■ EXERCISE DIRECTIONS ■
Lay out the lines of the entries below as a JSON list of strings, one string per line and with blank lines omitted, starting at the line containing "Mark one point on each instance of the light" and ending at the line containing "pixel 313 146", both included.

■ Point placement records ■
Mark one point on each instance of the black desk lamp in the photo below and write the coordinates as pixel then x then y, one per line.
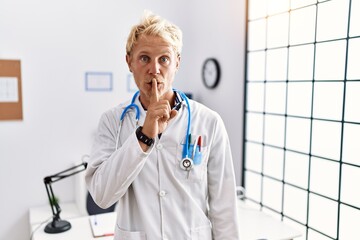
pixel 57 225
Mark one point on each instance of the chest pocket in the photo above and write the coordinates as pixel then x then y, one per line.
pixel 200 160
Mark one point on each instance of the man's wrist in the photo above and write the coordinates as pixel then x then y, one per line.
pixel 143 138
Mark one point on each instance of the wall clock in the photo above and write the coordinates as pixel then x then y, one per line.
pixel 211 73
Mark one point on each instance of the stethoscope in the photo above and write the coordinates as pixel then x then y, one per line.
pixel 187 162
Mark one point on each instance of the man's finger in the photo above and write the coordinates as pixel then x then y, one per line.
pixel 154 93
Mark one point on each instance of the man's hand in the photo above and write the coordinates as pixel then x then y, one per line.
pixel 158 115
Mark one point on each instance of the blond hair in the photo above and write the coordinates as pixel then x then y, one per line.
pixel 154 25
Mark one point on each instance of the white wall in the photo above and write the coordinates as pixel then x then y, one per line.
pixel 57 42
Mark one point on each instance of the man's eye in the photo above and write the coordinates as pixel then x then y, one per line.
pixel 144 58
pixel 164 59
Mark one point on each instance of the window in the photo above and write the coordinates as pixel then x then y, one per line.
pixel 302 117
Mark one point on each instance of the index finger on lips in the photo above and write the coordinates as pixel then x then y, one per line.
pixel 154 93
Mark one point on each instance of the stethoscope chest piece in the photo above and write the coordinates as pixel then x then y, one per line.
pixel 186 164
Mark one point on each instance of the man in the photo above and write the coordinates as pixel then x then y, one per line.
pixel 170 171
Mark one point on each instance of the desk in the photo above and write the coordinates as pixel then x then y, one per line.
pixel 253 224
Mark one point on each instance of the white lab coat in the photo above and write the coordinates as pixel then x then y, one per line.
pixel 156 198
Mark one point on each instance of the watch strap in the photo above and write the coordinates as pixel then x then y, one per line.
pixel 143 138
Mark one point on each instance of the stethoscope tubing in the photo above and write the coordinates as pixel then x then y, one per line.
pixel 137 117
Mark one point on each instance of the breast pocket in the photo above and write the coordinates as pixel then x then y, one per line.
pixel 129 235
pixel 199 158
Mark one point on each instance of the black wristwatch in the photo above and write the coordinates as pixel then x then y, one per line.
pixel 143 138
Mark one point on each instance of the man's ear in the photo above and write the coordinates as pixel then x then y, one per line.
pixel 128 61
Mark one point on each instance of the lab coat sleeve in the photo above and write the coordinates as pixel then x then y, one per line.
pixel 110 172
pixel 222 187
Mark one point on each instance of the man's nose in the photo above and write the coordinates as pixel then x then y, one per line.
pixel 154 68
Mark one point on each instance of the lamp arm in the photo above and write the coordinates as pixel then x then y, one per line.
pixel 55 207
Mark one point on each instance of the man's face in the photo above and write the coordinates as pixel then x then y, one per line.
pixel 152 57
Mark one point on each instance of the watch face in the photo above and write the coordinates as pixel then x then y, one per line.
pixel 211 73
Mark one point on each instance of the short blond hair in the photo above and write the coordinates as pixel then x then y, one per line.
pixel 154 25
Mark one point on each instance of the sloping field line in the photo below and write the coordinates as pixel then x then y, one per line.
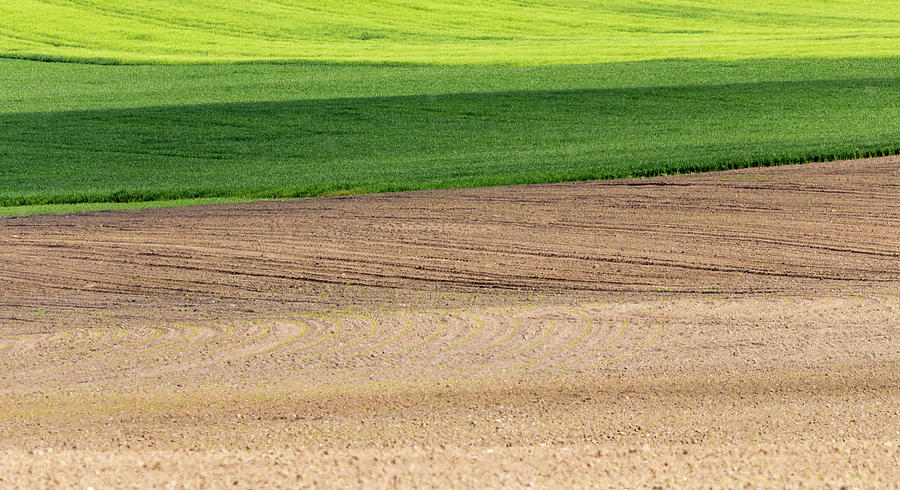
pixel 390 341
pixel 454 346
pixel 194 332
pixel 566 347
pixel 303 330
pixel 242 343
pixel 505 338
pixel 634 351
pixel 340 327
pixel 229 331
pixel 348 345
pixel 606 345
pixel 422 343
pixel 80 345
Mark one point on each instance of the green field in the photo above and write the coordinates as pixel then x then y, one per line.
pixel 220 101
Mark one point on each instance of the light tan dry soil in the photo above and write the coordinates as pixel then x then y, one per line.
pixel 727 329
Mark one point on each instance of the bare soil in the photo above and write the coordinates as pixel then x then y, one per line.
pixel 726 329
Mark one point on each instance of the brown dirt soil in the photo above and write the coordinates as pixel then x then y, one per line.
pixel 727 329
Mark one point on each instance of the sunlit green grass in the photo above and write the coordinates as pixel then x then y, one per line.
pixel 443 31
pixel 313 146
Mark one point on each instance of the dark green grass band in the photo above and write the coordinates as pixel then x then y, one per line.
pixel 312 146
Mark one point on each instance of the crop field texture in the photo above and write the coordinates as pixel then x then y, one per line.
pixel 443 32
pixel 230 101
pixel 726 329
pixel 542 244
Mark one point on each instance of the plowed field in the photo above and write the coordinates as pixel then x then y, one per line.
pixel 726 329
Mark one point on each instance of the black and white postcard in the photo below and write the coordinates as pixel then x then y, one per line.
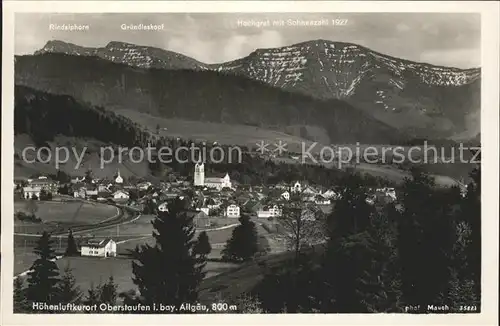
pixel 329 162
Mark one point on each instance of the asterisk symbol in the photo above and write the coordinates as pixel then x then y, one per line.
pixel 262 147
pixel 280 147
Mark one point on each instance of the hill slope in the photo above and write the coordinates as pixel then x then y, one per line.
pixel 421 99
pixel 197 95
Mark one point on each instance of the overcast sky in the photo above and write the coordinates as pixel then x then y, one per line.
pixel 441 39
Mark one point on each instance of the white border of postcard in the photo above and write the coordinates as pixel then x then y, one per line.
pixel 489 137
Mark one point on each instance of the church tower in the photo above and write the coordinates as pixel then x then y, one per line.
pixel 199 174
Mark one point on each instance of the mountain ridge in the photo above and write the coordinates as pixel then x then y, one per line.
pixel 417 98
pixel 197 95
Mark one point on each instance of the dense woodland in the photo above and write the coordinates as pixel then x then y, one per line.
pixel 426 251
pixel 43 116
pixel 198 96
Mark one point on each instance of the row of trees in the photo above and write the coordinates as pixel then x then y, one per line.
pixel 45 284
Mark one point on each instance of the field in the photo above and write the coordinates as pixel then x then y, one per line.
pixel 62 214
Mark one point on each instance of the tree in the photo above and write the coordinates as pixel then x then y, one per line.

■ WORKED ANSWER ■
[
  "Mark one point on each instance of the light tan dry soil in the photo above and write the coordinates as pixel then x then y, one per line.",
  "pixel 727 329",
  "Mark one point on each instance of the bare soil in the photo above and write the coordinates as pixel then x then y, one per line.",
  "pixel 726 329",
  "Mark one point on each instance of the brown dirt soil in the photo above and write the coordinates as pixel then x then y, one per line.",
  "pixel 727 329",
  "Mark one point on each instance of the sunlit green grass in the photo above and write the coordinates as pixel then x then y, one per line.",
  "pixel 443 31",
  "pixel 313 146"
]